• [Source passage]:
-- START --

Balancing Speed and Reliability With Error Budgets

Jun 29, 2021 10:09:58 AM | Balancing Speed and Reliability With Error Budgets

Fearlessly deploy code using error budgets. This framework will allow you to deploy and test code confidently. Learn more about it here.

- Wasn’t this code tested?

- Yes, it was, but… 

- Well, going forward, we need to focus on quality

<crickets> 

I think every engineering team has had a conversation similar to this.

It inevitably happens on the journey of continuous delivery. It's the definitive end of the DevOps honeymoon, where speed is put head-to-head with quality. Once this happens, you risk resetting progress and slowing down development. 

But in the spirit of fearless deployments, we want to introduce a healthy and popular framework for dealing with the tradeoff of speed and reliability - namely, error budgets. 

Before we get into error budgets, let's look at two pitfalls developers tend to fall into when they either slow down or speed up deployments. 

The Drawbacks of Pushing Deployments Without a Framework

Slowing Down Deployments To Focus On Quality

We know that most outages and customer-impacting failures come from change. 

It’s natural to see change as the root cause of failure. So, instinctively, you might attempt to minimize change as a way to manage this. 

And to some degree, it is. 

But, if you slow down deployments every time you hit a bump, which you will inevitably do so in the world of software, you'll end up in a vicious loop of accumulating change. At some point, you'll need to change your software to keep it running optimally, but now the changes you have to make will be even more significant than before and will likely cause failure. 

A better strategy: make smaller changes more frequently. Unfortunately, this will only take you so far if you don't have a framework as to when to make these changes.

Speeding up Deployments To Resolve Errors

Instead of slow deployments, you might end up having the opposite problem. In an effort to get rid of all of your application's known issues, you might try to push new code and improvements too quickly.  

Unfortunately, this approach doesn't work. Just as you resolve one error, another one is bound to pop up, if not more if you try to speed your way through the debugging process. 

As you can see, blindly moving forward and increasing deployments is no guarantee for eventual stability. In fact, speeding through software issues is a recipe for continuous failures, a rise in technical debt, and a loss of customer trust. 

A Better Way: Use Error Budgets To Determine When to Push Deployments 

What Are Error Budgets?

-- END --

• [Request]:
Carry on the article on error budgets, starting right after its final heading. The material comes from a source unrelated to the article on error budgets.

• [Excerpted records]:
-- START --

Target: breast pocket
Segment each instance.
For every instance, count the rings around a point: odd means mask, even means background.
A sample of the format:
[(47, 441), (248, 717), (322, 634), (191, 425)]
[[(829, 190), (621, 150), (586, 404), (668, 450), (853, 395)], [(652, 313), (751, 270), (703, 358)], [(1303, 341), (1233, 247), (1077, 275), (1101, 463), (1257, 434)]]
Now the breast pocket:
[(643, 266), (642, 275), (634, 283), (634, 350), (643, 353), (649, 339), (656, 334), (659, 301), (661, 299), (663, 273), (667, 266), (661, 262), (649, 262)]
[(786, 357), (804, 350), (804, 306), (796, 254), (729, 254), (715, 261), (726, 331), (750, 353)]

-- END --
-- START --

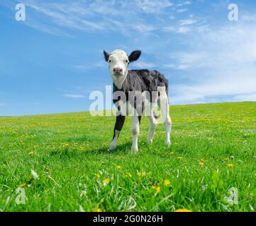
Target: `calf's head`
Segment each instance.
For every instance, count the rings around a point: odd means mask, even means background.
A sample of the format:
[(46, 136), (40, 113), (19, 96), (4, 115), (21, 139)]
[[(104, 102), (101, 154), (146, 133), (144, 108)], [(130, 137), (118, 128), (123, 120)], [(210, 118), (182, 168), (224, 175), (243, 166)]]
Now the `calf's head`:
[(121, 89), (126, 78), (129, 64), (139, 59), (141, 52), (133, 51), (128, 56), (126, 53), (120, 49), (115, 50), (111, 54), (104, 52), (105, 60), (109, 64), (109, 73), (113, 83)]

-- END --
-- START --

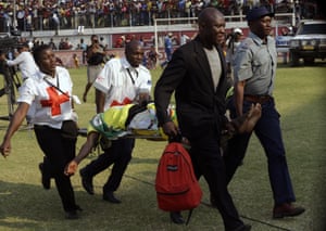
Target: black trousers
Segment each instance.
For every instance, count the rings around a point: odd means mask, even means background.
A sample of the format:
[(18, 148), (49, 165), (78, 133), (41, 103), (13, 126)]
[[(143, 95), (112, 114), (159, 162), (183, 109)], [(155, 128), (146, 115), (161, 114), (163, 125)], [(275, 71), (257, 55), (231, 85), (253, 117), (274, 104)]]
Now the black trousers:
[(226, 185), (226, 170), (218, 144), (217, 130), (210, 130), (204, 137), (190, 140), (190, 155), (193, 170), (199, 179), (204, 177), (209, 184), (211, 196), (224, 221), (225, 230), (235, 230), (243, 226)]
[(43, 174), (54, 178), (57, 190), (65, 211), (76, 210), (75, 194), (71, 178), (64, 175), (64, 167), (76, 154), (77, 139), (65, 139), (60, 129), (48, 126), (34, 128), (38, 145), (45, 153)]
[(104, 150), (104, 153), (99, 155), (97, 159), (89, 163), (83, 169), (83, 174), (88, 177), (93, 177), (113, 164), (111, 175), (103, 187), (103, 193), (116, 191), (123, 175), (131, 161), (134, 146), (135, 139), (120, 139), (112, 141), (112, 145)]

-- END --

• [Exercise response]:
According to Atlassian

“An error budget is the maximum amount of time that a technical system can fail without contractual consequences. ... If your SLA promises 99.95% uptime, your error budget is four hours, 22 minutes, and 48 seconds. And with an SLA promise of 99.9% uptime, your error budget is eight hours, 46 minutes, and 12 seconds.”

In other words, an error budget means that your service should be available 99.9% of the time. What about the remaining 0.1% of your budget? Like with any budget, it's meant to be used. Make use of the 0.1% to take calculated risks to increase velocity and ensure future reliability.

Essentially, if you have a budget left, you have no reason to fear deployment.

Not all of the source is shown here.